■ **Source document**

Step 4: Configure and verify DNS

After you deploy the private endpoints, you must verify that DNS correctly resolves Azure Databricks URLs to their new private IP addresses.

  1. Verify private DNS zone records:
    1. In the Azure portal, search for and navigate to the Private DNS zone named privatelink.azuredatabricks.net.
    2. Verify the following A records exist and point to the private IP addresses of your endpoints:
      1. Workspace UI/API record:
        • Name: Your unique workspace ID, like adb-xxxxxxxxxxxxxxxx.x
        • Value: The private IP address of your databricks_ui_api private endpoint.
      2. Browser authentication record:
        • Name: Choose a descriptive name like pl-auth.<your_region>.
        • Value: The private IP address of your browser_authentication private endpoint.

Step 5: Verify private network access

Confirm that you can access the workspace through your private network connection.

From a connected network

If your on-premises network is already connected to your Azure VNet, by VPN or ExpressRoute, the test is simple:

  • From your computer, open a web browser and go directly to your Azure Databricks workspace URL to log in. A successful login confirms your private connection is working.

■ **Required work**
1. From the setup guide, extract the passage between "2. Verify the" and "private network connection.", inclusive.
2. List every section heading in the setup guide.

■ **Data for review**
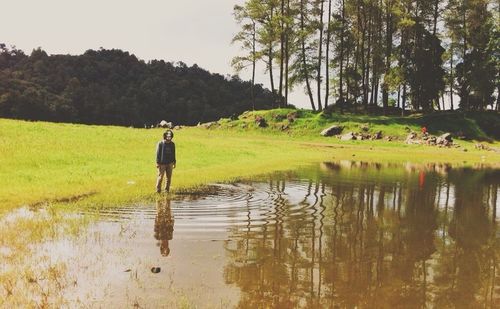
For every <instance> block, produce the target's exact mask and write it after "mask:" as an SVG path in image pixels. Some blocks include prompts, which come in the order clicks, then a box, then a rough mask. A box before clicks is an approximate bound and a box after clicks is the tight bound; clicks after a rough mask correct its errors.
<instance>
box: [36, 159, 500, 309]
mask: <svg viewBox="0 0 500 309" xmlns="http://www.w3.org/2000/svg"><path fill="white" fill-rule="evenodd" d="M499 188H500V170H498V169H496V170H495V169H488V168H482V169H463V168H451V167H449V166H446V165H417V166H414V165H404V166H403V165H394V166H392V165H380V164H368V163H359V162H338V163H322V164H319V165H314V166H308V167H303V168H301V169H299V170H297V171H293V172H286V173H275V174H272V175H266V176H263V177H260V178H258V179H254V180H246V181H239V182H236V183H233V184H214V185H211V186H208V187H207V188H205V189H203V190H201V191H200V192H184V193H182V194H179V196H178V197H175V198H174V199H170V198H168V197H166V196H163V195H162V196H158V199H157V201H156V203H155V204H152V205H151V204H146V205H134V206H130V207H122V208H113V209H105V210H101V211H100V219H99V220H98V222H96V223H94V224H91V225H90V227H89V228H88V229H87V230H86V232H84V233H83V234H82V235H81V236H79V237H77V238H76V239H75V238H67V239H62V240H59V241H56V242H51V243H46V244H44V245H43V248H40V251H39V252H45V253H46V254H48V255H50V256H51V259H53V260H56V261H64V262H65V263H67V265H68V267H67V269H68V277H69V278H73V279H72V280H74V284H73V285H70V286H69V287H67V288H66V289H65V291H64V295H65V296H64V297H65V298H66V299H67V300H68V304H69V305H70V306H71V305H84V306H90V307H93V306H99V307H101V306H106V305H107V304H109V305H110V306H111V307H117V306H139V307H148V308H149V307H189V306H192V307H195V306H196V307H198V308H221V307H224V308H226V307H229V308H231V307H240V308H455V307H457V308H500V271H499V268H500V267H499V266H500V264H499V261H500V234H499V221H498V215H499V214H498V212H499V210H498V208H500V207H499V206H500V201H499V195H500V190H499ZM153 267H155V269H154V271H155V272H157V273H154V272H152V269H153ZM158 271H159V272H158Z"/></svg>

* * *

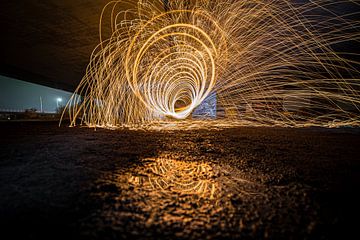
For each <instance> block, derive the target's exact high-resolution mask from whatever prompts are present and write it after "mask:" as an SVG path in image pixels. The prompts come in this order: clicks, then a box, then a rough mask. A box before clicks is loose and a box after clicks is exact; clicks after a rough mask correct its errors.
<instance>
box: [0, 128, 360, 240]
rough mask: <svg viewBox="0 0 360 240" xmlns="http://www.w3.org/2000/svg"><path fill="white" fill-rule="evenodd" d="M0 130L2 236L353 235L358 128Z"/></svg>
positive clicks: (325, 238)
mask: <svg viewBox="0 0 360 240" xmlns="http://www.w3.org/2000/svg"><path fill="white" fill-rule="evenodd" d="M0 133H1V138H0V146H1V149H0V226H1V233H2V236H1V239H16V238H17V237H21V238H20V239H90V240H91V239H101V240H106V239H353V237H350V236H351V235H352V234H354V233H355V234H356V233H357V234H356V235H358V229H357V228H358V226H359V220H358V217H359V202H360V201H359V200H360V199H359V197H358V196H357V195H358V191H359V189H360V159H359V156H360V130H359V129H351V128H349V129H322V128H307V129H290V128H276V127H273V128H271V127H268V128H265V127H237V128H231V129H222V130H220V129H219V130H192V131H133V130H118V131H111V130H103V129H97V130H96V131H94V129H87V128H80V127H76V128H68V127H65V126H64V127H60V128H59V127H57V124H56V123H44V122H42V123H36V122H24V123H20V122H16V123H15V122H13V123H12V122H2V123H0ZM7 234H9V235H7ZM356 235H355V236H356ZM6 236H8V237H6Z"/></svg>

■ **Exercise results**
1.
2. Verify the following A records exist and point to the private IP addresses of your endpoints:
      1. Workspace UI/API record:
        • Name: Your unique workspace ID, like adb-xxxxxxxxxxxxxxxx.x
        • Value: The private IP address of your databricks_ui_api private endpoint.
      2. Browser authentication record:
        • Name: Choose a descriptive name like pl-auth.<your_region>.
        • Value: The private IP address of your browser_authentication private endpoint.

Step 5: Verify private network access

Confirm that you can access the workspace through your private network connection.

2.
Step 4: Configure and verify DNS
Step 5: Verify private network access
From a connected network